* Begin *
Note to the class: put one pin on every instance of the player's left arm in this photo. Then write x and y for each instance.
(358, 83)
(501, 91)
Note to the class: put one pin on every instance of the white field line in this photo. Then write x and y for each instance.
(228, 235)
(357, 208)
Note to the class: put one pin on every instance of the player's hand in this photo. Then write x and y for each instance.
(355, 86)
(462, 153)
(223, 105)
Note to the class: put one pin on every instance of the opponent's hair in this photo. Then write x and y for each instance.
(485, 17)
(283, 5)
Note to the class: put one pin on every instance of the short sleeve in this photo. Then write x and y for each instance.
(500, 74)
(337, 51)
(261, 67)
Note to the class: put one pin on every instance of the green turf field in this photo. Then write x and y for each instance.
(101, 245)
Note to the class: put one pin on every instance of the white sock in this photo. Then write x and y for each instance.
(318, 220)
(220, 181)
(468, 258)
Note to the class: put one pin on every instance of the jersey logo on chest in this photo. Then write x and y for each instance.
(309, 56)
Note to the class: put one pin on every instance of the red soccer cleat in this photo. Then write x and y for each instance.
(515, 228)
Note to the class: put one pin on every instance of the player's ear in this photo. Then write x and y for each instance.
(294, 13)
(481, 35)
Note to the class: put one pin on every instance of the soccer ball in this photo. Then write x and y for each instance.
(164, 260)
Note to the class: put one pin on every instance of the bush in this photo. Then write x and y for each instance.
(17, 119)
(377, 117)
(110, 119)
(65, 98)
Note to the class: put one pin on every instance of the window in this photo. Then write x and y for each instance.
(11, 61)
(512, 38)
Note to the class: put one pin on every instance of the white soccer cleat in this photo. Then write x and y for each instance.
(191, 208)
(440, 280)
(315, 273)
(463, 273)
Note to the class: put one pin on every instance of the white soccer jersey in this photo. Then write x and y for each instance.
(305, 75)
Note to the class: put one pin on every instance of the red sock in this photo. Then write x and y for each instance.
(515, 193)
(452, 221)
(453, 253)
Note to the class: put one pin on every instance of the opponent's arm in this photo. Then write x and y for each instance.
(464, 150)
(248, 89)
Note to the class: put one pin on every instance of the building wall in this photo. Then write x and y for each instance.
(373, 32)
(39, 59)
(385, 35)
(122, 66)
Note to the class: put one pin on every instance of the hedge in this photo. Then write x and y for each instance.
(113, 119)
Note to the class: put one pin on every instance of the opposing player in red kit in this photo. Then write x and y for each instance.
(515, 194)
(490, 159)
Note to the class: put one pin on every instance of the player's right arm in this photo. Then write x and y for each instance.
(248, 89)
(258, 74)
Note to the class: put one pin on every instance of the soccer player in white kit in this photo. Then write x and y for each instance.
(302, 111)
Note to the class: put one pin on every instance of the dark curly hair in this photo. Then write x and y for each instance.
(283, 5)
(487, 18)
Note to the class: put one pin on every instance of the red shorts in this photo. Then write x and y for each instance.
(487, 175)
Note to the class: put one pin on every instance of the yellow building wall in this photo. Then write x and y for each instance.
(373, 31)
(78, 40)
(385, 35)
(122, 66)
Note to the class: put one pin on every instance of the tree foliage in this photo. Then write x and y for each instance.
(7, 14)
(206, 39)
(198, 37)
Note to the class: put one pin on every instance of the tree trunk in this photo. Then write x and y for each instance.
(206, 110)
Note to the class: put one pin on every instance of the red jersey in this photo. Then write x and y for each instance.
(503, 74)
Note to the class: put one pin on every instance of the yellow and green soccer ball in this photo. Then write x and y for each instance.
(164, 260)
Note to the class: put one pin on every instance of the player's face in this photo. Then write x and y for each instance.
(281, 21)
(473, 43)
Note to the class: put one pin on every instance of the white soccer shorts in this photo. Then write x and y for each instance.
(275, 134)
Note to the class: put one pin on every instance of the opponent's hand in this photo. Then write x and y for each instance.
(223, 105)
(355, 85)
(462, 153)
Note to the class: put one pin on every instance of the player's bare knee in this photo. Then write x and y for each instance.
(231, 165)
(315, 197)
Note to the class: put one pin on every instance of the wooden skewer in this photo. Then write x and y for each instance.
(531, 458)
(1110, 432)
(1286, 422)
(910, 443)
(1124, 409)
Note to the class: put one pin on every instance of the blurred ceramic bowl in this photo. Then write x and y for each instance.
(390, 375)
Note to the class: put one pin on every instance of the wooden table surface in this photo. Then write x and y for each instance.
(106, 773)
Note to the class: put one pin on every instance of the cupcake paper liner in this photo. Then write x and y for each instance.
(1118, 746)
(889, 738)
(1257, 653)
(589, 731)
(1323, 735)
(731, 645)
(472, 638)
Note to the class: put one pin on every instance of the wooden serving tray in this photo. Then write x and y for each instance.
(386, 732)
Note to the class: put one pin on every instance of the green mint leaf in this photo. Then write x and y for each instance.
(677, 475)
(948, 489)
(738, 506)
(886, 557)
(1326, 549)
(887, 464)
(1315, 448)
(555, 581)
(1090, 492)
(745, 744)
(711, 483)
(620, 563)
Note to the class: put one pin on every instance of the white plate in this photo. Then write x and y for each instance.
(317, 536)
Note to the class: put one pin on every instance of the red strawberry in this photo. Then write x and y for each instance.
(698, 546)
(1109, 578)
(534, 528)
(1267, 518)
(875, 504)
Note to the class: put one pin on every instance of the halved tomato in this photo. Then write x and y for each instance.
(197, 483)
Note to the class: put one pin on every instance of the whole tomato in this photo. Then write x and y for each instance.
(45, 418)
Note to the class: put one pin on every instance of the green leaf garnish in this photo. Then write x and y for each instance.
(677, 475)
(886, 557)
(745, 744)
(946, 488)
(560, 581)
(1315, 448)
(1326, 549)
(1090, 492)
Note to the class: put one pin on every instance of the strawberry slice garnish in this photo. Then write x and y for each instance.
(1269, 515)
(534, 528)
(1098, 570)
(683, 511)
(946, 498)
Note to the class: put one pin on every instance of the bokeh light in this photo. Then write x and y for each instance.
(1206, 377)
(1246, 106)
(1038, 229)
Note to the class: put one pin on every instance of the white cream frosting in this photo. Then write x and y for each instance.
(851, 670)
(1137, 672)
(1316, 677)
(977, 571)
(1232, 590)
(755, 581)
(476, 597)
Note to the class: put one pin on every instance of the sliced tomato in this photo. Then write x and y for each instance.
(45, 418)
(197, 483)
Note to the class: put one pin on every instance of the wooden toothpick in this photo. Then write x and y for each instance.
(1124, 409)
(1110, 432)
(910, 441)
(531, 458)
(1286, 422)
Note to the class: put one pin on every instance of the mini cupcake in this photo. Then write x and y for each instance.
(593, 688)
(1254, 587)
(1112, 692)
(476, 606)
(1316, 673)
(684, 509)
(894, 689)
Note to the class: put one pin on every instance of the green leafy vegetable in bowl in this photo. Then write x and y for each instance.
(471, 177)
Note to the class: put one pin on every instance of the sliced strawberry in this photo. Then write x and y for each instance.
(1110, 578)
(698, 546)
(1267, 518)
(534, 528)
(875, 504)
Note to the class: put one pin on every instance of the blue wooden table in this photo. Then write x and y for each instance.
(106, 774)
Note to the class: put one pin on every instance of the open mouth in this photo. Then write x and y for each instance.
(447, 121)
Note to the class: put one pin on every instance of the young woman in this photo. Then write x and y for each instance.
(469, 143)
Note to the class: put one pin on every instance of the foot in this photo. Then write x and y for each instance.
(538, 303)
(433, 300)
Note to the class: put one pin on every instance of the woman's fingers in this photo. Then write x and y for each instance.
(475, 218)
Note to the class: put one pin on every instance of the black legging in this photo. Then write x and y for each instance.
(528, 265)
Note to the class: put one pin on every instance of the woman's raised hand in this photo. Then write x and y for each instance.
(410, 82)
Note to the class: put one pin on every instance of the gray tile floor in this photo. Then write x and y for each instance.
* End *
Could you write out again everything from the line containing "of the cupcake" down to the line containing "(1038, 229)", both ends included and requests kept, shifting every coordinate in the answers by adding 66 to each number?

Note to the class: put one pin on every instance of the cupcake paper liner in this photo. Then write x and y for each instance.
(1184, 812)
(955, 804)
(1323, 719)
(655, 797)
(1389, 801)
(797, 711)
(538, 704)
Note to the class: put one pin on every instance of the wooden serving tray in this photo. Then write x and y for each instance.
(452, 798)
Note to the class: put one pin on every instance of the green mint leaf in this photo. Then write x and y for each instance.
(743, 541)
(1014, 555)
(804, 572)
(952, 623)
(1392, 615)
(953, 530)
(1381, 514)
(621, 647)
(1156, 558)
(811, 810)
(777, 549)
(686, 629)
Note to the class: put one pin on every instance of the white plate in this photo. Then write x and y for each instance.
(383, 602)
Note to the class: put one pin on every instance of the red strawberry in this photo. Then write x and y for each instance.
(764, 612)
(1175, 644)
(600, 594)
(1333, 584)
(941, 570)
Note to the class: put one pin on every instance of the halved tomato in this photo. Then write x and y for each instance.
(263, 549)
Note to the class: put one pin on every instance of the whole tomato in this photo. Then write x and y for each instance.
(111, 484)
Note to the class: put one pin on every instance of the green leaf garnish in this photo. Then write x and y for each instance.
(743, 541)
(952, 623)
(811, 810)
(1012, 554)
(626, 647)
(1381, 514)
(1392, 615)
(1156, 558)
Note to the class: put one pin on every instance of the strawberry slice garnish in this photo. Then write x and y for each instance.
(1335, 581)
(600, 594)
(1164, 636)
(749, 577)
(1012, 564)
Note to the class: put one pin on every instance of the bokeh light in this photo. Then write x and y for each instance.
(1272, 443)
(1312, 172)
(1104, 295)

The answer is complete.